*** Begin section ***

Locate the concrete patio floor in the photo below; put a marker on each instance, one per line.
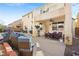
(47, 47)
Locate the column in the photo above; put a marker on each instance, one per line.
(68, 24)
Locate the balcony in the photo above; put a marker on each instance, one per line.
(50, 14)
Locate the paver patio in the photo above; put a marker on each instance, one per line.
(49, 47)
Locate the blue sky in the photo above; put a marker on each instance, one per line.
(11, 12)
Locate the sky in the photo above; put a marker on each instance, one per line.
(10, 12)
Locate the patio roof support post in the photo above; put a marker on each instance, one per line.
(68, 24)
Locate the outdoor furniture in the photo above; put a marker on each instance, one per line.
(54, 35)
(9, 51)
(24, 45)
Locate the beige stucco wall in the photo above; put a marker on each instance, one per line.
(27, 21)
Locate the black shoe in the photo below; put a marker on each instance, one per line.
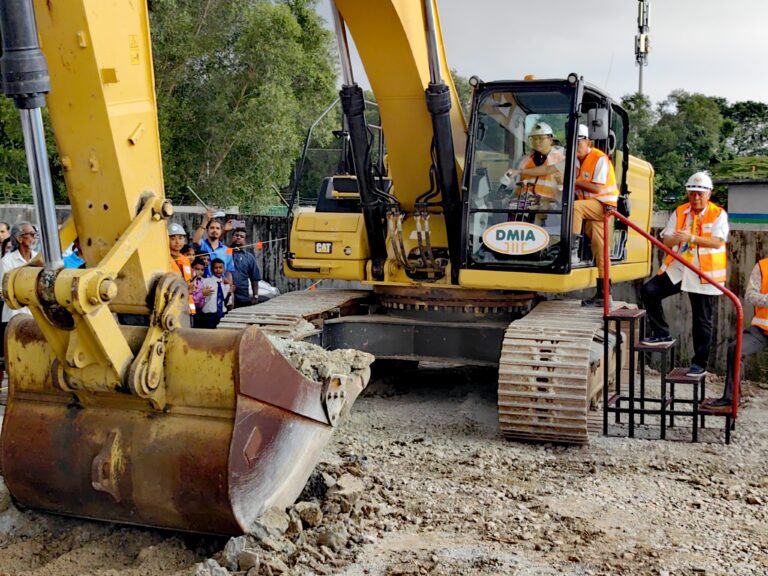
(597, 301)
(719, 403)
(656, 340)
(695, 370)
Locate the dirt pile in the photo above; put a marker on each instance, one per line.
(316, 363)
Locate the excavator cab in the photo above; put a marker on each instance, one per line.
(523, 223)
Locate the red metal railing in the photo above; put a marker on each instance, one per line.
(698, 272)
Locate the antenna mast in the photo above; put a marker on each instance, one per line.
(642, 45)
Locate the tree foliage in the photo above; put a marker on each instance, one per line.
(237, 85)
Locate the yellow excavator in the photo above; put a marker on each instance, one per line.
(116, 411)
(459, 259)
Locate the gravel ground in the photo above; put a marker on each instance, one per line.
(418, 481)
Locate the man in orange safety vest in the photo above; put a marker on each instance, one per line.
(698, 232)
(596, 192)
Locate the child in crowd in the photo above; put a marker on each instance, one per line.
(216, 303)
(205, 257)
(197, 290)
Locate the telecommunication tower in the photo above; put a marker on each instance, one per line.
(642, 45)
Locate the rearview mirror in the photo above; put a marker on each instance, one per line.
(597, 122)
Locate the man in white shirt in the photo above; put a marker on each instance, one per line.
(698, 232)
(25, 238)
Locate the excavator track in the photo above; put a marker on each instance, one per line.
(546, 361)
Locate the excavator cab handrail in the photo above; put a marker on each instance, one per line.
(736, 302)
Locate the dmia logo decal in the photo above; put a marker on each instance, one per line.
(516, 238)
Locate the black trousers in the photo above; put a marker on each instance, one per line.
(753, 340)
(702, 306)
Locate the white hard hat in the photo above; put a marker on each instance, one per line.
(541, 129)
(175, 229)
(699, 182)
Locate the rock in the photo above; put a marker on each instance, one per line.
(348, 485)
(279, 544)
(295, 526)
(274, 522)
(330, 481)
(310, 513)
(210, 568)
(272, 565)
(233, 547)
(335, 539)
(317, 486)
(5, 496)
(248, 559)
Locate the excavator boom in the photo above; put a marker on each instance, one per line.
(155, 424)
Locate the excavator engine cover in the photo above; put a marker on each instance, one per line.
(241, 432)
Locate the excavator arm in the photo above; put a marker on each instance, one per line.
(155, 424)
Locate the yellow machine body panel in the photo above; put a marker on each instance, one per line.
(399, 76)
(327, 243)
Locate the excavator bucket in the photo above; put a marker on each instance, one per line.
(241, 432)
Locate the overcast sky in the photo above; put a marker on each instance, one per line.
(712, 47)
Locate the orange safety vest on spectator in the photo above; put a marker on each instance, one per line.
(183, 268)
(713, 261)
(542, 185)
(761, 313)
(609, 192)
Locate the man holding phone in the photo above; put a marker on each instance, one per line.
(246, 274)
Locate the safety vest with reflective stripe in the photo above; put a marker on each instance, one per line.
(761, 312)
(713, 261)
(183, 268)
(609, 192)
(542, 185)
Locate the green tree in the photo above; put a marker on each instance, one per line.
(685, 138)
(14, 175)
(746, 128)
(641, 119)
(237, 85)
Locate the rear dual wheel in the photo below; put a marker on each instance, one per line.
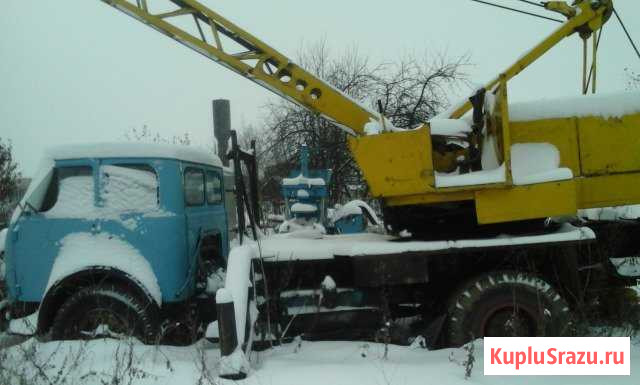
(506, 304)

*** End section ***

■ Task to carry out
Could the entries above be written out word for word, with no pictures?

■ Result of the exercise
Locate the concrete patio floor in the photo below; put a marker on each instance, one per line.
(47, 47)
Locate the column in the photo above; put a marker on each instance, one per line.
(68, 24)
Locate the balcony in the photo above; put a marker on each instance, one per line.
(50, 14)
Locate the paver patio in the photo above; put a marker on each instance, one per line.
(49, 47)
Locate the blue sky in the photo above; put a marker on each instance, one per line.
(11, 12)
Locate the sky in the photo above; put a marker on each instance, one per line.
(10, 12)
Locate the patio roof support post in the photo above; put a marker on each instance, one per line.
(68, 24)
Locate the outdoor furniture in the photo above; put a marker on each instance, one per line.
(54, 35)
(9, 51)
(24, 45)
Locate the beige stucco wall in the photo above; put a marker on each instance, one per line.
(27, 21)
Locate the black shoe in the photo below; put a marker on each instance, one per line.
(597, 301)
(719, 403)
(656, 340)
(695, 370)
Locate the dirt pile in the photo above; put a marker on each instance, one per line.
(316, 363)
Locate the excavator cab in the photo above; put a marker on each instance, one per line.
(523, 223)
Locate the red metal railing in the photo above; put a marker on each instance, one per line.
(698, 272)
Locate the antenna mast in the photo above; put a marker on each instance, one per line.
(642, 45)
Locate the tree foliage in the photo above; put a marker on each instance, one per line.
(237, 85)
Locate the yellow excavator in the photo above; put a marker on each instance, one per line.
(116, 411)
(459, 259)
Locate the gravel ground in the photo above; put a marker on each instance, one per line.
(418, 481)
Locate the man in orange safety vest in the photo above; put a marker on each instance, one per line.
(698, 232)
(596, 192)
Locate the child in crowd in the photo above; put a marker on each instance, one per line.
(216, 303)
(205, 257)
(197, 290)
Locate the telecommunication tower in the photo above; put a marker on each instance, one per line.
(642, 45)
Locate the rearview mirror in the photo above; put a marker on each instance, one per line.
(597, 122)
Locate the man in white shirt in the photo above; put a marker on each instance, one per line.
(698, 232)
(25, 238)
Locate the excavator track in the photo above; put a marker on each instance, one per line.
(546, 361)
Locate the excavator cab handrail in the photo above; put a marker on each instance, one per line.
(736, 302)
Locate the dmia logo decal in the photo above; put a marker on each instance, one per line.
(516, 238)
Locate the black trousers in the photo above; put a marker on each instance, one per line.
(753, 340)
(702, 306)
Locate the white hard hat in the photo above; put a marker on each instance, one per line.
(541, 129)
(175, 229)
(699, 182)
Locate the rock in the photo above; put a marker on each instance, one per line.
(348, 485)
(279, 544)
(295, 526)
(274, 522)
(330, 481)
(310, 513)
(210, 568)
(272, 565)
(233, 547)
(335, 539)
(317, 486)
(5, 496)
(248, 559)
Locate the excavator boom in the photo above; put a marker on each instance, one per line.
(155, 424)
Locate the excavator engine cover in the photo above; put a marker on each instance, one per line.
(241, 432)
Locate the excavator arm in the photo above; put a marker on each instance, one per line.
(155, 424)
Locate the yellow machine body panel in the photo above; put a marker on each instance, one per line.
(399, 76)
(327, 243)
Locate the excavator bucket in the photo above; put a marker on each instance, one per line.
(241, 432)
Locate the overcast sky in the photo above; put a marker on each instance, one per line.
(712, 47)
Locate the orange safety vest on spectator in the photo above; put a marker on each instance, one per line.
(183, 268)
(713, 261)
(542, 185)
(761, 313)
(609, 192)
Locate the man holding phone in the photo above; put a marker on each instance, one per line.
(246, 274)
Locate the safety vest with reflective stripe in the photo above; put a marker on each instance, one per line.
(761, 312)
(713, 261)
(183, 268)
(609, 192)
(542, 185)
Locate the green tree in the photo above; put a marker on each instance, one per line.
(685, 138)
(14, 175)
(746, 128)
(641, 119)
(237, 85)
Locate the rear dual wheel in the photo below; put a marker on each instance, one per line.
(506, 304)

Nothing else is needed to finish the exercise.